- _TO DO_:
Below are the records; copy every line in them that holds the string "with".

- _GIVEN DATA_:

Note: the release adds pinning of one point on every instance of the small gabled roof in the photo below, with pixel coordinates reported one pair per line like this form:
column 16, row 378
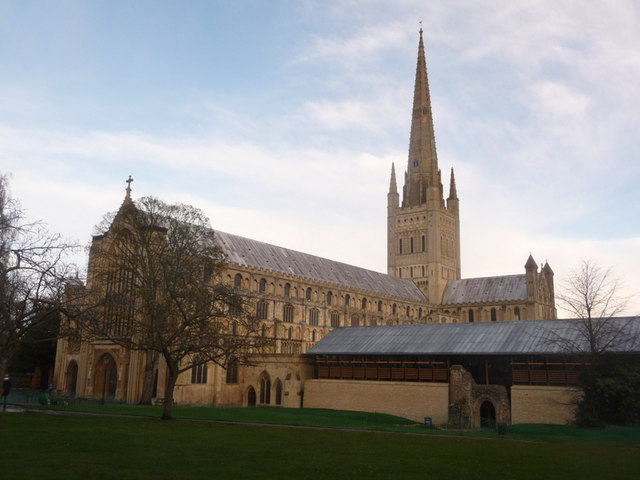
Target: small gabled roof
column 504, row 288
column 533, row 337
column 246, row 252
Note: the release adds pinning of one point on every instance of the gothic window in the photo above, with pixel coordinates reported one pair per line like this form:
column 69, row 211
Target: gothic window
column 261, row 310
column 199, row 374
column 313, row 317
column 232, row 371
column 278, row 387
column 287, row 313
column 265, row 389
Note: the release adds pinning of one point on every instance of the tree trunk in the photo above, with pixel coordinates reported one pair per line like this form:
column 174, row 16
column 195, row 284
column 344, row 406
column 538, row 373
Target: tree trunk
column 148, row 382
column 172, row 377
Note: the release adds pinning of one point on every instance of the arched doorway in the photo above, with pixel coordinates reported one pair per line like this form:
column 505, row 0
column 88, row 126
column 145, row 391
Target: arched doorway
column 487, row 415
column 106, row 377
column 71, row 378
column 265, row 389
column 251, row 397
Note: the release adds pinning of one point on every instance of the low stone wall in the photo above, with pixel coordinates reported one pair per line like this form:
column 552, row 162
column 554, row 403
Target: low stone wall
column 542, row 404
column 409, row 400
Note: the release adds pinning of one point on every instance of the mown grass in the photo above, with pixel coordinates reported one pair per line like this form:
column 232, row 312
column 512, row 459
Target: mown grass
column 612, row 436
column 38, row 445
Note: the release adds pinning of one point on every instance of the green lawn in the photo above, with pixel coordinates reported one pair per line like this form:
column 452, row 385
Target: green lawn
column 37, row 445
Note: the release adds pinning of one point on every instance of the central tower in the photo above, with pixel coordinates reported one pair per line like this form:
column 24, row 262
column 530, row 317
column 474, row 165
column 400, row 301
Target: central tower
column 423, row 235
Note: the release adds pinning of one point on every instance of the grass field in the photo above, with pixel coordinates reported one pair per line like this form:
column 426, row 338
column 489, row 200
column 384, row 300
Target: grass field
column 52, row 446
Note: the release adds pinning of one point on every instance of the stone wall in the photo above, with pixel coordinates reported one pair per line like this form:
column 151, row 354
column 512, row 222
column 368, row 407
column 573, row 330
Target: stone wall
column 409, row 400
column 542, row 404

- _FINISHED EXERCISE_:
Note: the release adds pinning of one point on every instance of the small gabled roof in the photo below, with pixel coordinates reported one pair per line like this form:
Note: the release adds pinning of one point on every instance of the gothic window in the photo above, with pixel coordinates reported one pair per line like this form:
Note: the release adds pinning of one point on every instance of the tree trunk in the photo above, with pixel coordinates reported one pair per line like this form:
Note: the release adds pinning of one point on every instance of the arched doorway in the photo above, with pixel coordinates reported one pair per line like this form:
Note: the release adds pinning of one point on every instance of the low stone wall in the photo above, with pixel coordinates reported one pair per line like this form:
Note: the release adds pinning of one point on every instance of the mown grass in the photo above, with pixel coordinates reported one pair per line like this form:
Note: the release adds pinning of one point on every instance of the green lawn in the photo above, with pixel coordinates reported one pair per line like this form:
Note: the release adds pinning of one point on every instance of the central tower in the photo above, with pixel coordinates reported one pair per line like this form:
Note: the release adds pinning of one point on every instance of the grass field in the photo above, with pixel coordinates reported one pair per line like this form:
Note: the release adds pinning of one point on every instance of the stone wall in the photo above, with pixel coordinates reported one pair per line like this form:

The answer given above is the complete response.